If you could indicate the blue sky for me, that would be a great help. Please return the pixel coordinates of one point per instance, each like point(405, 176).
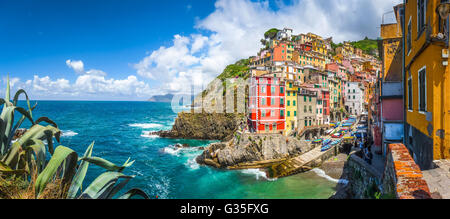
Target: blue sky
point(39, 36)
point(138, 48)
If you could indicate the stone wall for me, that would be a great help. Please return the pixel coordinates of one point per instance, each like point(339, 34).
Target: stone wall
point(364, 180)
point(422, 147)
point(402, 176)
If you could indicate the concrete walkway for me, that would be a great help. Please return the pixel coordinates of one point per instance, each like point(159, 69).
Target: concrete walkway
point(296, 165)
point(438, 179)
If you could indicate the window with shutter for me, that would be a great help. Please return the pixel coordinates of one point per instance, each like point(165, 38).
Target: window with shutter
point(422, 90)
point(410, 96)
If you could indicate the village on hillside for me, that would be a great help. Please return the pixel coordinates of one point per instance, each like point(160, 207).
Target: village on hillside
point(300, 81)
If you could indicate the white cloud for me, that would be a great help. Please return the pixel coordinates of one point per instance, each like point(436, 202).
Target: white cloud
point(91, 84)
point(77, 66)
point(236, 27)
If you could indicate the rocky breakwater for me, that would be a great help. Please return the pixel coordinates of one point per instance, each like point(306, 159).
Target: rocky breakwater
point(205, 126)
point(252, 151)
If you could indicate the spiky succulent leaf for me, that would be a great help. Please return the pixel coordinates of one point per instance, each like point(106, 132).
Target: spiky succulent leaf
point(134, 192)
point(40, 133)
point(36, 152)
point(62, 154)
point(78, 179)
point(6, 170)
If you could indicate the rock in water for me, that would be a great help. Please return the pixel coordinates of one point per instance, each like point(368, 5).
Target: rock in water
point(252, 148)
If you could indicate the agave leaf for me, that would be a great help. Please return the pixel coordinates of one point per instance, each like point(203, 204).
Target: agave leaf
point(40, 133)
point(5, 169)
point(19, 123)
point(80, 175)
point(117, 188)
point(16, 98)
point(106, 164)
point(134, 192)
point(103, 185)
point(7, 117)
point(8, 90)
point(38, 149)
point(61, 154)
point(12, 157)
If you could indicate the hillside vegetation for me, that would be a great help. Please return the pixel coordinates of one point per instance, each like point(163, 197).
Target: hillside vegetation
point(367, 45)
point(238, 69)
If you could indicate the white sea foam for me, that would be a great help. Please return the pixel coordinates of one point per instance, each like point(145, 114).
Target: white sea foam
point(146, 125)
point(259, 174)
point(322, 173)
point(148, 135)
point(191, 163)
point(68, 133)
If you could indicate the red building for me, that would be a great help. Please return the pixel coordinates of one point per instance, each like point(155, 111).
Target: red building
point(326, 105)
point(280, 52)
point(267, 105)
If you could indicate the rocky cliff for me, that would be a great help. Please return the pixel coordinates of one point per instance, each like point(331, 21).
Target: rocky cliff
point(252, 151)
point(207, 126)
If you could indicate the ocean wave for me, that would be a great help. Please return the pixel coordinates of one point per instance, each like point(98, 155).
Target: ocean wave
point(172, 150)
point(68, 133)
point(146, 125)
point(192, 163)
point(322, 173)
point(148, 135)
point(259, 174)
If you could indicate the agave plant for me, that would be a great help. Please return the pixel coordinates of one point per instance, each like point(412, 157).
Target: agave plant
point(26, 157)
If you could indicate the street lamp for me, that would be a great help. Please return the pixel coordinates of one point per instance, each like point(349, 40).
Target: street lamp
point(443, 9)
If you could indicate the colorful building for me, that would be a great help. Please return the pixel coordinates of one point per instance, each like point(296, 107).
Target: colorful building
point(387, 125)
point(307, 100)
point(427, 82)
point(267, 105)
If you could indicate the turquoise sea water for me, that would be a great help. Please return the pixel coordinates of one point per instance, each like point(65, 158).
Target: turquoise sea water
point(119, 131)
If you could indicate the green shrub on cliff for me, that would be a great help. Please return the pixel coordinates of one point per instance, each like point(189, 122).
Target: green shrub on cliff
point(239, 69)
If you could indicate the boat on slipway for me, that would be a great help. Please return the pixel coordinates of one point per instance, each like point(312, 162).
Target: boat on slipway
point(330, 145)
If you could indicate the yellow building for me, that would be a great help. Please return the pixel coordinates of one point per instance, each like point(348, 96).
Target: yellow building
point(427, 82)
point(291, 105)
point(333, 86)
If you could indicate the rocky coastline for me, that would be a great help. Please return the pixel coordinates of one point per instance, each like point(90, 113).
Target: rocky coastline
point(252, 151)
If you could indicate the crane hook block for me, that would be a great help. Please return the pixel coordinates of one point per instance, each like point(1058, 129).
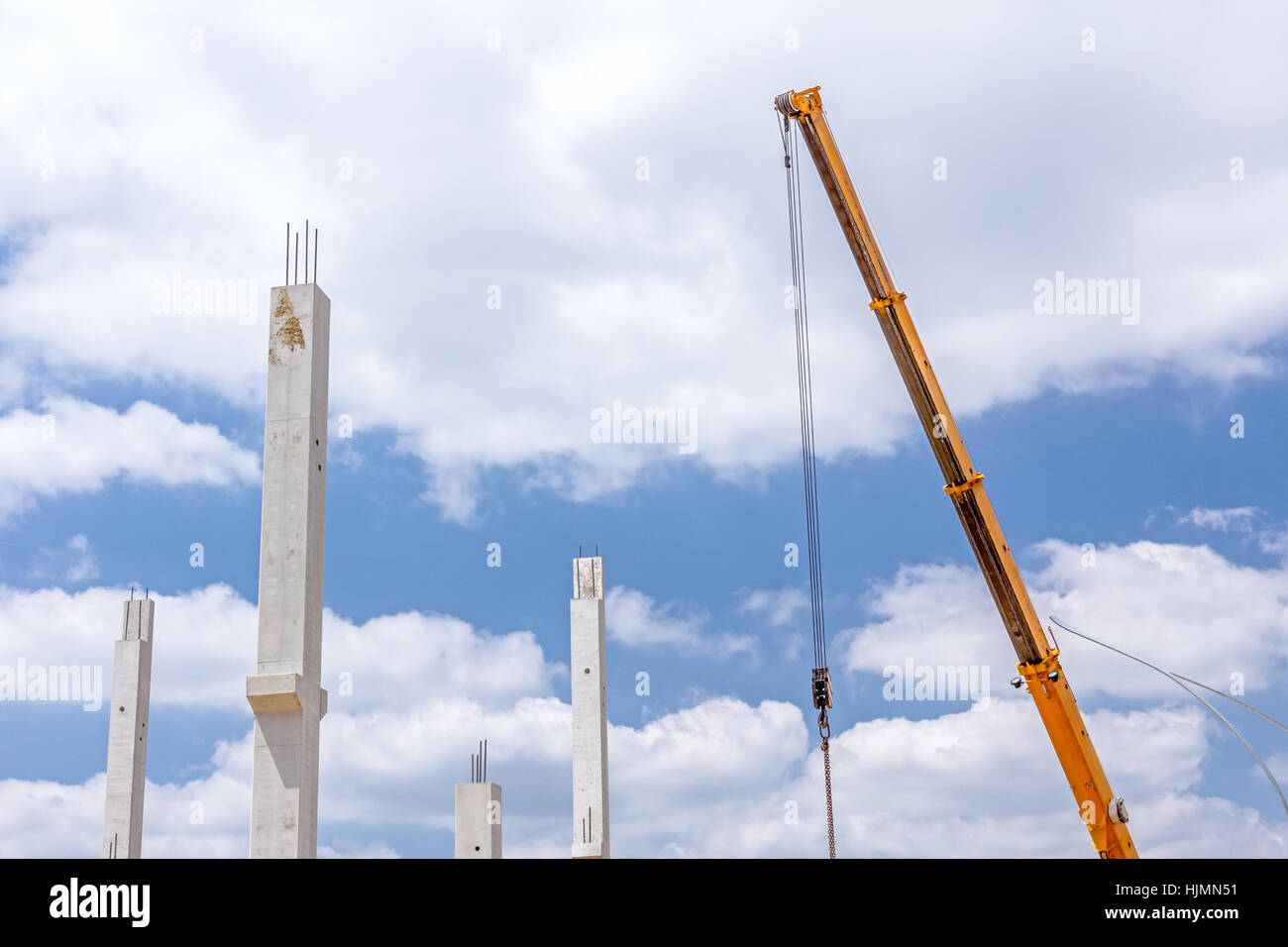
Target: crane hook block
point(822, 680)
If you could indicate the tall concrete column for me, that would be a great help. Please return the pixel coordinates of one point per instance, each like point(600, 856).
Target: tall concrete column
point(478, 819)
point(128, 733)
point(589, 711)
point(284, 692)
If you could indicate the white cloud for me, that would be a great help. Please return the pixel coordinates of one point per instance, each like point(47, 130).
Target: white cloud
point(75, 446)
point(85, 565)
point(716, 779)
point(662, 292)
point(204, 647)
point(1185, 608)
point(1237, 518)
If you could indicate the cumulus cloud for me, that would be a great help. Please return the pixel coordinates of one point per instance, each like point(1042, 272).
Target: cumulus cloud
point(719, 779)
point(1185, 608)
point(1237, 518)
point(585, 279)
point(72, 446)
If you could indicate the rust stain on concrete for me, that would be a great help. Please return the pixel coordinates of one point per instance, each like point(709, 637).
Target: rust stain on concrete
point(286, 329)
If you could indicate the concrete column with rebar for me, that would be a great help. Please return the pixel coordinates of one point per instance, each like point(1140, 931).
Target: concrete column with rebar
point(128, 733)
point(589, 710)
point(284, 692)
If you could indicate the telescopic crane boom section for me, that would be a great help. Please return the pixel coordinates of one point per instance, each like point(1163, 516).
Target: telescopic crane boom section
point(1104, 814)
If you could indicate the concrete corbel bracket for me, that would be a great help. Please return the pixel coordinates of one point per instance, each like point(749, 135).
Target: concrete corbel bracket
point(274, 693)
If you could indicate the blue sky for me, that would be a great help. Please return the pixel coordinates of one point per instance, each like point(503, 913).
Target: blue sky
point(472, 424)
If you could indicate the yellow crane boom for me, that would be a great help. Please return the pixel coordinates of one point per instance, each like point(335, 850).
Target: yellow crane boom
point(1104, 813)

**PROBLEM TO WORK ON:**
Reproduce the material above line for line, without omitting or altering anything, and leave the pictures out of your reproduction.

**TASK RESPONSE:**
If you could indicate the blue sky for me, that would be a great help. Please return the pixel coordinates of one point per instance, each like point(405, 176).
Target: blue sky
point(39, 36)
point(138, 48)
If you could indicate the stone wall for me, that would be a great help. Please return the pixel coordinates of one point per instance, each like point(339, 34).
Target: stone wall
point(364, 180)
point(422, 147)
point(402, 176)
If you could indicate the concrete walkway for me, that would be a great help. Please return the pixel coordinates of one point per instance, each like point(159, 69).
Target: concrete walkway
point(296, 165)
point(438, 179)
If you could indicate the window with shutter for me, that would be a great help. Please return the pixel coordinates of one point per instance, each like point(165, 38).
Target: window with shutter
point(422, 90)
point(410, 96)
If you could indicate the village on hillside for me, that would be a great help. Please return the pixel coordinates of one point per instance, each like point(160, 207).
Target: village on hillside
point(300, 81)
If you could indicate the white cloud for me, that would be a great help. Please return the pixel coordinates of one point per instance, each like point(436, 202).
Target: white cloud
point(91, 84)
point(77, 66)
point(236, 27)
If you could indicate the rocky breakwater for me, that would be a great help. Please return the pixel coordinates of one point per instance, each like point(306, 159).
Target: rocky breakwater
point(205, 126)
point(252, 151)
If you could indicate the spiky succulent leaf for me, that would be a great help. Please return the pixel coordinates of one point per instance, each like point(106, 132).
Target: spiky succulent leaf
point(134, 192)
point(40, 133)
point(36, 152)
point(62, 154)
point(78, 179)
point(6, 170)
If you could indicate the rock in water for me, that would be a great help. Please return the pixel coordinates of one point per instance, each like point(368, 5).
Target: rock in water
point(252, 148)
If you could indicate the agave leaf for me, that would be a great help. Please return the pixel coordinates of one point per instance, each like point(203, 204).
Target: agave leaf
point(40, 133)
point(5, 169)
point(19, 123)
point(80, 175)
point(117, 188)
point(16, 98)
point(106, 164)
point(134, 192)
point(103, 185)
point(7, 117)
point(8, 90)
point(38, 149)
point(61, 154)
point(12, 157)
If you could indicate the hillside vegetation for me, that would be a great help. Please return the pixel coordinates of one point per instance, each like point(163, 197).
Target: hillside vegetation
point(367, 45)
point(238, 69)
If you could indicate the white sea foam for me, that would be a great help. Please return the pixel coordinates of one point per instance, each like point(145, 114).
Target: white sea foam
point(146, 125)
point(259, 174)
point(322, 173)
point(148, 135)
point(191, 163)
point(68, 133)
If you could indicate the red building for me, that would be a great help. Please return the pixel coordinates of one point per instance, each like point(155, 111).
Target: red building
point(326, 105)
point(280, 52)
point(267, 105)
If you could indicate the rocky cliff for me, that would be a great help. Please return the pixel coordinates of one point per instance, each like point(331, 21).
Target: rocky cliff
point(252, 151)
point(207, 126)
If you could indicate the ocean wave for me, that would be a great help. Please return the pixel coordinates of one point per instance, each like point(98, 155).
Target: ocean wave
point(172, 150)
point(68, 133)
point(146, 125)
point(192, 163)
point(322, 173)
point(148, 135)
point(259, 174)
If you could indicate the agave plant for me, that would be a great help. Please return the pixel coordinates of one point per instance, each like point(412, 157).
Target: agave plant
point(26, 157)
If you could indicate the street lamp for me, that would be a great help. Please return the pixel coordinates of one point per instance, each like point(349, 40).
Target: street lamp
point(443, 9)
If you could indicate the colorful building for me, that would be a great help. Please return the pixel coordinates of one point per instance, each like point(296, 107).
Target: colorful building
point(387, 125)
point(307, 100)
point(427, 82)
point(267, 105)
If you could indicate the turquoise sea water for me, that would be a great help. Please return the pixel coordinates of one point per instance, each like point(65, 158).
Target: turquoise sea water
point(119, 131)
If you could indicate the green shrub on cliff for me, that would be a great help. Please return the pixel coordinates of one point per instance, each like point(189, 122).
Target: green shrub on cliff
point(239, 69)
If you could indicate the boat on slipway for me, that would be a great help. Please return the pixel coordinates of one point per instance, each like point(312, 162).
Target: boat on slipway
point(330, 145)
If you could indicate the yellow building for me, that would be a great help. Please return the pixel coordinates of one point per instance, each like point(348, 96).
Target: yellow building
point(427, 82)
point(291, 105)
point(333, 86)
If you could indicate the rocky coastline for me, that would be a great help. Please return the pixel coordinates of one point per instance, each like point(90, 113).
Target: rocky coastline
point(252, 151)
If you could indicate the crane hook block for me, that would be a great help. Please return the pixel coordinates of one point per instance, each like point(1058, 129).
Target: crane hook block
point(822, 680)
If you could indicate the tall concrete column for me, that would be a great help. Please return the pixel coordinates of one point per instance, each like point(600, 856).
Target: tall concrete column
point(478, 819)
point(128, 733)
point(589, 711)
point(284, 692)
If you could indicate the white cloud for me, that would be a great help. Please return the pixel coordinates of one point per instance, each like point(47, 130).
Target: white cloud
point(75, 446)
point(85, 565)
point(716, 779)
point(662, 292)
point(204, 647)
point(1185, 608)
point(1237, 518)
If you could indicate the cumulus cloud for me, that would be a great help. Please return the pixel coordinates of one point per instance, each like point(1042, 272).
Target: cumulus cloud
point(719, 779)
point(1185, 608)
point(1237, 518)
point(585, 279)
point(72, 446)
If you could indicate the rust stain on concrete for me, that would be a great help. Please return the pixel coordinates of one point per instance, each like point(709, 637).
Target: rust stain on concrete
point(286, 329)
If you could indicate the concrete column with rebar for me, that would be a great help. Please return the pixel coordinates of one point per instance, each like point(1140, 931).
Target: concrete column with rebar
point(128, 733)
point(589, 710)
point(284, 692)
If you could indicate the telescopic crane boom section for me, that would be a great help. Please return the pixel coordinates of one point per instance, each like point(1163, 516).
Target: telescopic crane boom section
point(1104, 814)
If you could indicate the concrete corbel bracket for me, that would be a great help. Please return the pixel coordinates of one point per instance, each like point(749, 135).
Target: concrete corbel bracket
point(274, 693)
If you could indicate the blue sky for me, that would be a great help. Please return the pixel coordinates of one point per instance, each like point(503, 913).
Target: blue sky
point(472, 424)
If you could indicate the yellow crane boom for me, that would be a great help. Please return the pixel coordinates of one point per instance, each like point(335, 850).
Target: yellow crane boom
point(1104, 813)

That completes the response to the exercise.